**Task requirements:** Exactly as written, print each record in the listing.

==== Records to use

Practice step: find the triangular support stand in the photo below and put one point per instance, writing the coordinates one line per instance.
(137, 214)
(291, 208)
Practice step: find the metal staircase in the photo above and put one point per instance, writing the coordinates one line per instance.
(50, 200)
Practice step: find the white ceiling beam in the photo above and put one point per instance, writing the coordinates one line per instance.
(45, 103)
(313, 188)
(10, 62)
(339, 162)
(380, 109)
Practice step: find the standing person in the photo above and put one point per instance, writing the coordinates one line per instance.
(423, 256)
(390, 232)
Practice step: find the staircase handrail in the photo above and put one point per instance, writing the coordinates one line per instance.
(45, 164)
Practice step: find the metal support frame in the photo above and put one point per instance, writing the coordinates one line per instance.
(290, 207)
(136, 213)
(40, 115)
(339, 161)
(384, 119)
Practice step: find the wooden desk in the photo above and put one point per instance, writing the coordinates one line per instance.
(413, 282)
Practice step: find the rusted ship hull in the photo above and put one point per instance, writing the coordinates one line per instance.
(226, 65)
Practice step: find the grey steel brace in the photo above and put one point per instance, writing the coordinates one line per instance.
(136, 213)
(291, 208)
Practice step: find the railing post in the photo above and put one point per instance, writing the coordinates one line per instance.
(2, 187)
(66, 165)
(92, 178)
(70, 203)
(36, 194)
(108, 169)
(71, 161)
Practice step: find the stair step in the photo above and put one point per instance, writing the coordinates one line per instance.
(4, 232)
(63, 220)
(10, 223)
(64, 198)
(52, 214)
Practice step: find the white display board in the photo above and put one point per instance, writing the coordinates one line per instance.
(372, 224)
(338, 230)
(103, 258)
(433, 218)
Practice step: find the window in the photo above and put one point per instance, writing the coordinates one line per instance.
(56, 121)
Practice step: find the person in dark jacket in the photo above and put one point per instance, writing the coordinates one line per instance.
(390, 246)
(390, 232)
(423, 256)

========

**Final result:**
Practice step: find the triangular support stand in the photo below and put one point per instance, writing the coordinates one line per instance.
(137, 214)
(291, 208)
Practice step: find the metal staircase in the photo above and put one point per instance, writing the coordinates one line per instance.
(50, 200)
Practice step: find the white ceiling beam in the photo above and put one point per instance, writing the coordinates one line per instance.
(45, 103)
(313, 188)
(10, 62)
(339, 162)
(380, 109)
Practice step: find the standing person in the photo above and put one point per instance, writing the coordinates one line per instance.
(423, 256)
(390, 232)
Practice step: find the staircase handrail in the photo above and put one point per instance, writing the coordinates one line per instance.
(45, 164)
Practice step: find the metal support frame in the photo above and put one point per instance, writing the coordinates one line per instance.
(290, 207)
(136, 213)
(40, 115)
(339, 161)
(384, 119)
Practice step: find the wooden desk in the photo above and put one point per instance, writing the coordinates one line per instance.
(413, 282)
Practice step: find the rusted ship hull in the photo above and put one point per instance, writing the coordinates one line per instance.
(226, 65)
Practice step: find the grey steel brace in the photo above and put one point per instance, writing the coordinates one line per instance.
(136, 213)
(291, 208)
Practice step: find the railing post in the photo above and put one point per instance, writing the coordinates one line per instance.
(2, 187)
(66, 165)
(92, 178)
(70, 203)
(36, 194)
(108, 169)
(71, 161)
Practice step: find the stair step in the photo above and put one point per instance, writing the coordinates one line per instance.
(4, 232)
(63, 220)
(10, 223)
(64, 198)
(52, 214)
Practice step: find the white display board in the photo above and put one point per instance, writing the coordinates one line per instance.
(372, 224)
(338, 230)
(103, 258)
(433, 218)
Practice step: find the window in the photo above and put one point per instance, writing the coordinates one line per instance.
(56, 121)
Practice step: find the person in dark jacket in the photo above and put one point per instance, writing the coordinates one line per instance.
(390, 246)
(390, 232)
(423, 256)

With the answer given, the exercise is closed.